----- SELECTED TEXT -----

Notwithstanding the success-to-date, the USPTO is pro-actively looking for ways to enhance its operations for the benefit of its stakeholders and therefore is interested in exploring alternative approaches that might improve its efficiency in handling AIA post grant proceedings while being fair to both sides and continuing to provide high quality decisions. Based upon comments received from the public through public fora and formal requests, the agency is considering a pilot program to test changing how the institution phase of a post grant proceeding is handled.

Once trial is instituted, the AIA mandates that the resulting trial be conducted before a three-member panel of the PTAB. Generally, under current practice, the same panel of three administrative patent judges (APJs) decides whether to institute and, if instituted, handles the remainder of the proceeding, much like how federal district court judges handle cases through motions to dismiss, summary Start Printed Page 51541judgment, and trial. But a three-judge panel of the PTAB is not required under the statute prior to institution, and the USPTO believes it is prudent to explore other potentially more efficient options, especially given that the number of petitions filed may continue to increase.

To date and currently, the agency has intended to meet the resource demands on the PTAB due to both AIA post grant proceedings and ex parte appeals by hiring additional judges. Even with continued hiring, however, increases in filings and the growing number of cases may strain the PTAB's continuing ability to make timely decisions and meet statutory deadlines. Therefore, the agency wishes to explore and gain data on a potentially more efficient alternative to the current three-judge institution model. Having a single judge decide whether to institute trial in a post grant proceeding, instead of a panel of three judges, would allow more judges to be available to attend to other matters, such as reducing the ex parte appeal backlog and handling more post grant proceedings.

Background: As discussed previously, the AIA provides for IPR, PGR, and CBM trials, under which a petitioner may seek cancellation of one or more claims of a patent. The AIA provides that the Director decides whether to institute an IPR, PGR, or CBM trial. See 35 U.S.C. 314 and 324. An IPR is not instituted unless there is a determination that the petition demonstrates that there is a reasonable likelihood that at least one of the claims challenged in the petition is unpatentable. See 35 U.S.C. 314(a). A PGR or CBM is not instituted unless there is a determination that the petition, if unrebutted, demonstrates that it is more likely than not that at least one of the claims challenged in the petition is unpatentable. See 35 U.S.C. 324(a). Alternatively, a PGR or CBM may be instituted where the petition raises a novel or unsettled legal question that is important to other patents or patent applications. See 35 U.S.C. 324(b). Once instituted, and after a trial is conducted, the PTAB issues a final written decision with respect to the patentability of any patent claim challenged by the petitioner and any new claim added during the review. See 35 U.S.C. 318 and 328. The final determination in an IPR, PGR, or CBM must, with limited exceptions, be issued not later than one year after the date on which the institution of the IPR, PGR, or CBM is noticed. See 35 U.S.C. 316(a)(11) and 326(a)(11); 37 CFR 42.100(c), 200(c), and 300(c).

----- RECORD LIST -----

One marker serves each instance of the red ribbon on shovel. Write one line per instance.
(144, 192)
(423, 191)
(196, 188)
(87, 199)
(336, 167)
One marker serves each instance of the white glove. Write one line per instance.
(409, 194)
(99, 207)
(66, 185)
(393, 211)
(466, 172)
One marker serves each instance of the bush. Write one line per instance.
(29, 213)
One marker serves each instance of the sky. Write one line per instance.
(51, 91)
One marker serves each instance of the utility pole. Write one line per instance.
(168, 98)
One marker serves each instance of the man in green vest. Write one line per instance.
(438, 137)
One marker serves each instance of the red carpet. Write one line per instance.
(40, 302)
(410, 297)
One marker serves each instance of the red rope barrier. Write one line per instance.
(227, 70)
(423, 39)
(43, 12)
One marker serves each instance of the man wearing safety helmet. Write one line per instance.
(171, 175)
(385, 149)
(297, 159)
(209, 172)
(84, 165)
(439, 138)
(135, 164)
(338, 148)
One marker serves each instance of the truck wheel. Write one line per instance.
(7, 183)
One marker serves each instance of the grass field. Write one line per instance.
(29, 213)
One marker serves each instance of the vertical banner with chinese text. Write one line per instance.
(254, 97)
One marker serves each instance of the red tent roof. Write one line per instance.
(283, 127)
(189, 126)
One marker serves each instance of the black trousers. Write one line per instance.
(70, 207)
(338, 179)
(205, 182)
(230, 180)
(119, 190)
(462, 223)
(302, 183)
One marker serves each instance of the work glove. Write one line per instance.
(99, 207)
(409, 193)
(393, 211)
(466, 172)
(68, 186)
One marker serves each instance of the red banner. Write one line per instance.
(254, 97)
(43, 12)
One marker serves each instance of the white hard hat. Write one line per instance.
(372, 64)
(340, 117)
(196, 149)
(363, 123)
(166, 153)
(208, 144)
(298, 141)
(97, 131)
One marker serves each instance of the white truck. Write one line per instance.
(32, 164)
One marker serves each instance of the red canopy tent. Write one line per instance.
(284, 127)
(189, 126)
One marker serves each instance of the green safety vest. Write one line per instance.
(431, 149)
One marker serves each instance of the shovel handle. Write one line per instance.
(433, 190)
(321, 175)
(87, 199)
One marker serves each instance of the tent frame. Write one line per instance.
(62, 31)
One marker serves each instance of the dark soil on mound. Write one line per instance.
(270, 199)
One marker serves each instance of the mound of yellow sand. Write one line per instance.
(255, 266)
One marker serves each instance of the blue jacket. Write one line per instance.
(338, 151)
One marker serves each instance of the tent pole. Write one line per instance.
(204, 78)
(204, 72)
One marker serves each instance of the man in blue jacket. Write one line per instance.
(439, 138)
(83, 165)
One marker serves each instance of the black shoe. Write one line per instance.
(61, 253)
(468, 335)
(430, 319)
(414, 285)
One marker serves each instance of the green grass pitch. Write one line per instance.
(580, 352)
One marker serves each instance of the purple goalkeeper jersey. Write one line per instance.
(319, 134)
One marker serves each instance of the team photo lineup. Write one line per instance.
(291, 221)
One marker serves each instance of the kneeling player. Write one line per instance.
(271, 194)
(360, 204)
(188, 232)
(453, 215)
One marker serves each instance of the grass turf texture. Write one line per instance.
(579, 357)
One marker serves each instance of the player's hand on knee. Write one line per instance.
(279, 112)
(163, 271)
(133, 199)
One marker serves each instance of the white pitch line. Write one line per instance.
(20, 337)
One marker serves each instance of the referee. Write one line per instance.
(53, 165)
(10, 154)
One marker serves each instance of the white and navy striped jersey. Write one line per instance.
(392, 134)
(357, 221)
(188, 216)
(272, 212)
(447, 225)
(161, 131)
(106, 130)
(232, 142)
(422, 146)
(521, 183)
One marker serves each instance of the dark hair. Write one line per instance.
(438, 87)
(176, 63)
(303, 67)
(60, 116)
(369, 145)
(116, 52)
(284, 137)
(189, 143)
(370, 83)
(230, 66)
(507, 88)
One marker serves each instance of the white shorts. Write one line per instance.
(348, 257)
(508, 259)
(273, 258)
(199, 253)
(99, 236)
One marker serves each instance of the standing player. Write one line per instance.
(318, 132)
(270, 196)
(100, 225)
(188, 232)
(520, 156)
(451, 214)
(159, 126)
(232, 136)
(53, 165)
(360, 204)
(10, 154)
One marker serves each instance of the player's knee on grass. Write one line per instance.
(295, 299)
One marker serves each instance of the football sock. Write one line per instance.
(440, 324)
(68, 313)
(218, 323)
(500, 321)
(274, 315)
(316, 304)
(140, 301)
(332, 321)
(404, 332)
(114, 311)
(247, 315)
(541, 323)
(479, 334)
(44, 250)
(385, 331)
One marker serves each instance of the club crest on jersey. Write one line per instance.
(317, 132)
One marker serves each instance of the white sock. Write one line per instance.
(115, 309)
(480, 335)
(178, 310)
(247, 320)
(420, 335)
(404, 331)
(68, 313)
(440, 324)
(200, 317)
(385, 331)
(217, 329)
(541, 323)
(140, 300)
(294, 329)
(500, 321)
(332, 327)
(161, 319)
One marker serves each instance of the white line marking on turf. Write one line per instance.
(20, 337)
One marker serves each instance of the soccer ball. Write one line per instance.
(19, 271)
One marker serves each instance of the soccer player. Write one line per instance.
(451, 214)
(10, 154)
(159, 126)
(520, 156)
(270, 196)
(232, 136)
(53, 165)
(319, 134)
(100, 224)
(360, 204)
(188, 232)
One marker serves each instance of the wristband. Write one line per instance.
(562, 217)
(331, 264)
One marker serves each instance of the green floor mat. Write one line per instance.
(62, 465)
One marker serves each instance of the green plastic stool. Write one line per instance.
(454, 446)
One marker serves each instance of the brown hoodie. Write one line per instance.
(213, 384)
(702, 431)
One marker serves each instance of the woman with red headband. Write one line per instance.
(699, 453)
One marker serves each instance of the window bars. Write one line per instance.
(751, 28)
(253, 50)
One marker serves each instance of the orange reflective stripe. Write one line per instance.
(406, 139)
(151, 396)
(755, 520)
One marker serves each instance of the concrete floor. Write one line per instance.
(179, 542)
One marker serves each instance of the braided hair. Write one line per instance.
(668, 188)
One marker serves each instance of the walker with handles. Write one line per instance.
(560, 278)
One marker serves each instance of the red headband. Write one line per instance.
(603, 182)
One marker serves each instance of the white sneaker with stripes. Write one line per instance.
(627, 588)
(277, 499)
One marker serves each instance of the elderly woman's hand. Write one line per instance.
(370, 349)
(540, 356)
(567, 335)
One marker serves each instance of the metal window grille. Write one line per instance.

-----

- GIVEN REQUEST 1
Summarize the USPTO passage in two sentences.
- GIVEN REQUEST 2
Duplicate everything in the USPTO passage from "To date and" down to "post grant proceedings.".
Work only from the USPTO passage; the records play no part.

- RESULT 1
The USPTO is considering a pilot program to change how the institution phase of AIA post grant proceedings is handled, exploring whether a single judge instead of a three-judge panel could decide whether to institute trial. The AIA requires a three-member PTAB panel only once trial is instituted, and the agency states that a single-judge model would let more judges attend to other matters, such as the ex parte appeal backlog, as filings grow.

- RESULT 2
To date and currently, the agency has intended to meet the resource demands on the PTAB due to both AIA post grant proceedings and ex parte appeals by hiring additional judges. Even with continued hiring, however, increases in filings and the growing number of cases may strain the PTAB's continuing ability to make timely decisions and meet statutory deadlines. Therefore, the agency wishes to explore and gain data on a potentially more efficient alternative to the current three-judge institution model. Having a single judge decide whether to institute trial in a post grant proceeding, instead of a panel of three judges, would allow more judges to be available to attend to other matters, such as reducing the ex parte appeal backlog and handling more post grant proceedings.